Phrase grounding data

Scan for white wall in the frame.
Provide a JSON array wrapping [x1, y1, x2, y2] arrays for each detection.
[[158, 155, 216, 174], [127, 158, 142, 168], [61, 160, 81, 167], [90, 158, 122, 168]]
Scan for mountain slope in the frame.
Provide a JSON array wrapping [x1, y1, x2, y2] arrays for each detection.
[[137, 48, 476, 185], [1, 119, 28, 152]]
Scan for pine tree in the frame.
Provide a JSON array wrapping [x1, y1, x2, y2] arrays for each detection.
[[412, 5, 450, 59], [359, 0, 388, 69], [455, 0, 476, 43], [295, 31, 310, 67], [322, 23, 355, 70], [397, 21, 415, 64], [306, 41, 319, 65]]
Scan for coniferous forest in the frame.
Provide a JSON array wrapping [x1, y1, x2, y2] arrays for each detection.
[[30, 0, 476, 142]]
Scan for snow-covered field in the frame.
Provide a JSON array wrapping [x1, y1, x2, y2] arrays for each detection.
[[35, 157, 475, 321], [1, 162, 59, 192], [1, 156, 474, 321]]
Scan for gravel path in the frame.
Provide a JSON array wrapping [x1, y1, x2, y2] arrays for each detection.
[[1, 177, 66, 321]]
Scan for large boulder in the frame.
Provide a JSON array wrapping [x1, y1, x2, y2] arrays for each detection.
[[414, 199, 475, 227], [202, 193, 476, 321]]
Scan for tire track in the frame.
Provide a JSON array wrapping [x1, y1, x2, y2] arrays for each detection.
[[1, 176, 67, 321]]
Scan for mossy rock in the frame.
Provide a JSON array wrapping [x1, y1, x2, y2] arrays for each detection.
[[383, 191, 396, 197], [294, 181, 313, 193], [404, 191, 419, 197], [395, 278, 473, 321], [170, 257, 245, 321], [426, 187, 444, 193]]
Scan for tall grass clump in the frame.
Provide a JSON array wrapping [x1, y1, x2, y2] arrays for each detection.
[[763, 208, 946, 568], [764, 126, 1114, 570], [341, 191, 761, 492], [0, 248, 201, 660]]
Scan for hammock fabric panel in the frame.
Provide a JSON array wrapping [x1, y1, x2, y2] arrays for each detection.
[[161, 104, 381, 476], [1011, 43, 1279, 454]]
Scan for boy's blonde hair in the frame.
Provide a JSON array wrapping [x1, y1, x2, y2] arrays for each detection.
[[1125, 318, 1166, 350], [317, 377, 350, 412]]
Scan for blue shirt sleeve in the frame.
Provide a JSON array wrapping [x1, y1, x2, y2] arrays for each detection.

Task prompt:
All lines from the one with "Scan for boy's blonde hair in the frame." through the end of the records need to be copied exactly, and no other lines.

Result below:
Scan for boy's blonde hair in the frame.
Provide a JSON array wrapping [x1, y1, x2, y2] arrays for each detection.
[[1125, 318, 1166, 350], [317, 377, 350, 412]]
Scan for blue shirt sleeve in the frame.
Provide a JSON array wrapping [x1, y1, x2, y2] arrays for each detection.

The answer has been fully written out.